## Exercise
Search the records for lines with the word "item" and copy each match.

## Supplied records
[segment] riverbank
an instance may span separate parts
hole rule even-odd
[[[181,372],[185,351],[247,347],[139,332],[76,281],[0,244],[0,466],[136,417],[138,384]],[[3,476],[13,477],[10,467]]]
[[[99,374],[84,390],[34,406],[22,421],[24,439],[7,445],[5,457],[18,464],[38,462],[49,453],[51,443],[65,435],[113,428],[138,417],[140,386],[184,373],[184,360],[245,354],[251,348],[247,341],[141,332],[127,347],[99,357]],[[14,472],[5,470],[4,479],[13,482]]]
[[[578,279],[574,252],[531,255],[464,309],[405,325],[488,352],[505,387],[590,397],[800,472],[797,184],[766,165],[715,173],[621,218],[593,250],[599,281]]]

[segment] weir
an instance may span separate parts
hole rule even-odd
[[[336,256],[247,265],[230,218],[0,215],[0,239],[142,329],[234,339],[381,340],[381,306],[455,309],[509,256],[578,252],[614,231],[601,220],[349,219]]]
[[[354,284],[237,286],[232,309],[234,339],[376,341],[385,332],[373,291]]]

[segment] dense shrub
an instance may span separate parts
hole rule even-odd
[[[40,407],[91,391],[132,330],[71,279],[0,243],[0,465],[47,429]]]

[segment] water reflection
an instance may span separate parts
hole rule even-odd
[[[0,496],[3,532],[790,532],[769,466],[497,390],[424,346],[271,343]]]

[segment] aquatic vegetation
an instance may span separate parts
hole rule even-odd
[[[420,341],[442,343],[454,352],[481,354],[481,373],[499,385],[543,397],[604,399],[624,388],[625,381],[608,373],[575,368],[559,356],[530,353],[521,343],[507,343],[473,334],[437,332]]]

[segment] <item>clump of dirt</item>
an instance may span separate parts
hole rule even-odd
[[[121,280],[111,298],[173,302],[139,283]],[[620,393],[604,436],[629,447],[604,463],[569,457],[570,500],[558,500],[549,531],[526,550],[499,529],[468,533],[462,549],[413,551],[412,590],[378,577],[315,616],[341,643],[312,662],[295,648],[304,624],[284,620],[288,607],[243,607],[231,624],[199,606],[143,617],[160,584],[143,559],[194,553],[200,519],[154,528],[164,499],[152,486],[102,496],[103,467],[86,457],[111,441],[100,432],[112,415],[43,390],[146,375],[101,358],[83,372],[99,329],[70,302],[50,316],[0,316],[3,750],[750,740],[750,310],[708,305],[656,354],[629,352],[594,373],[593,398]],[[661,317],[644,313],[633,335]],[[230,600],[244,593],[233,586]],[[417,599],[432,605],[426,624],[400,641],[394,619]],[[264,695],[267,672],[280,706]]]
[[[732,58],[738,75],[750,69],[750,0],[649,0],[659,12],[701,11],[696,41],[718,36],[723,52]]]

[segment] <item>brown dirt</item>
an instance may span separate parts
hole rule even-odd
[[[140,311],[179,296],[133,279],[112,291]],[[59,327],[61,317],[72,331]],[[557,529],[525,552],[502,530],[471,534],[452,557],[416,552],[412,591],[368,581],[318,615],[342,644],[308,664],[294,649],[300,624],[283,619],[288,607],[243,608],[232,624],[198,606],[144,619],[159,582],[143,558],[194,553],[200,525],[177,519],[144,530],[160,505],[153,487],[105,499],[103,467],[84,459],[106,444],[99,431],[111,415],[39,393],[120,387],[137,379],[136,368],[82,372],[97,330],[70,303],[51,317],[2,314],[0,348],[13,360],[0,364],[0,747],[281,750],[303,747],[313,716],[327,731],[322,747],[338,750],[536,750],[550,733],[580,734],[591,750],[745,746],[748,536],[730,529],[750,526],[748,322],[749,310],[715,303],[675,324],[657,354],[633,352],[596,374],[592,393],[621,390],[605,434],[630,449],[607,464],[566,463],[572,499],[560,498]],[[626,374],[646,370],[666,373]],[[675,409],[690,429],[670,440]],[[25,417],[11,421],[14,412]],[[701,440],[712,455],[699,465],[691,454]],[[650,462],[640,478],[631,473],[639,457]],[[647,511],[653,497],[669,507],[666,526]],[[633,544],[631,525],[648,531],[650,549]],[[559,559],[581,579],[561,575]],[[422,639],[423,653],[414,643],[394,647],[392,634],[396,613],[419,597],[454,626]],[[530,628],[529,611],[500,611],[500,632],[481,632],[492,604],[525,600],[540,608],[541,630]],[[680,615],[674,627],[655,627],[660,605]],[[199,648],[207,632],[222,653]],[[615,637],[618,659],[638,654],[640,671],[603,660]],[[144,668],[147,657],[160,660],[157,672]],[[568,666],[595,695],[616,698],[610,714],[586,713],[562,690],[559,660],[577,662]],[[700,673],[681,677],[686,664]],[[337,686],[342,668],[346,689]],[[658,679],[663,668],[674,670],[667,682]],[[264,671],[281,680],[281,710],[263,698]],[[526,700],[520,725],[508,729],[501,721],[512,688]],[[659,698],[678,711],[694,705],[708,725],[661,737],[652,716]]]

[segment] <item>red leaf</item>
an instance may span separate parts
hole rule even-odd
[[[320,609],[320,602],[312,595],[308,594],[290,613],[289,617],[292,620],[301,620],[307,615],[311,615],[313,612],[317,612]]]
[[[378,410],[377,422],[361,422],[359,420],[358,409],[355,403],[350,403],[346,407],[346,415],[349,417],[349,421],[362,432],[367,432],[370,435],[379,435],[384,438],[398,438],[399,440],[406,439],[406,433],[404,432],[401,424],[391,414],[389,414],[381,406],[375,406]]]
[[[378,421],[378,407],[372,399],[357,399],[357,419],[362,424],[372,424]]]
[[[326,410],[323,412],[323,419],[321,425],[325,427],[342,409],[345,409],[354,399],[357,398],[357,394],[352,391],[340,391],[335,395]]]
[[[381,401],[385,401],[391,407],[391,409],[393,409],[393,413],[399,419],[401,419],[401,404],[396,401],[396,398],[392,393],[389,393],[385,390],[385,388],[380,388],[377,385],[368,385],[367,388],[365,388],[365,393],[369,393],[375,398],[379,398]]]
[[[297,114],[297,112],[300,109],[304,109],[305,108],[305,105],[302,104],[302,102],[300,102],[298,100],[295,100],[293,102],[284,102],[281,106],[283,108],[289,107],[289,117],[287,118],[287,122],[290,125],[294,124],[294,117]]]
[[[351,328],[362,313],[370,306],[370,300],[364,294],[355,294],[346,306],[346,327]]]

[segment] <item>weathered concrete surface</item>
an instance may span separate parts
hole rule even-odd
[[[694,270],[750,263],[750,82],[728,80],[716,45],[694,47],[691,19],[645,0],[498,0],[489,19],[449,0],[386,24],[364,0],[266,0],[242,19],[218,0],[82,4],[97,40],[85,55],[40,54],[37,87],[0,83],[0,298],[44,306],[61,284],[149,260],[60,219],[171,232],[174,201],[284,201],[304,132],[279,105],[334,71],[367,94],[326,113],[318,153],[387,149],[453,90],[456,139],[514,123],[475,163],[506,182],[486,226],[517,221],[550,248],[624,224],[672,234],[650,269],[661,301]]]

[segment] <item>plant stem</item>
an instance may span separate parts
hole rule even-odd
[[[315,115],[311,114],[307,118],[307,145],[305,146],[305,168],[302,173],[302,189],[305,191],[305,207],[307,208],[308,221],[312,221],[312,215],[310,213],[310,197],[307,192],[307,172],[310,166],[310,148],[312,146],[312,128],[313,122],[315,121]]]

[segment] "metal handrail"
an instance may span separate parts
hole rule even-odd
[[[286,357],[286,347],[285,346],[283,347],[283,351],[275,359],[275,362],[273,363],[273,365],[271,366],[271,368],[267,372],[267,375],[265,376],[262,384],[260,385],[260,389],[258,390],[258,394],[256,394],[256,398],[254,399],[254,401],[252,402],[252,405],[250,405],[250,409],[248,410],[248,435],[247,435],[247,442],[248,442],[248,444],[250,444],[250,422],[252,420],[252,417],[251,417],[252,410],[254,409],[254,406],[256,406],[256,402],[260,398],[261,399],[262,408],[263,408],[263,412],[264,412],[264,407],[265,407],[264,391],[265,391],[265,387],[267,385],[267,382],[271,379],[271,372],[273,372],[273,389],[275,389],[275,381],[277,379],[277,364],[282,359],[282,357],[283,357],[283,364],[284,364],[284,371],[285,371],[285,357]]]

## Task response
[segment] <item>clump of dirt</item>
[segment] <item>brown dirt</item>
[segment] <item>red leaf</item>
[segment] <item>weathered concrete surface</item>
[segment] <item>plant stem</item>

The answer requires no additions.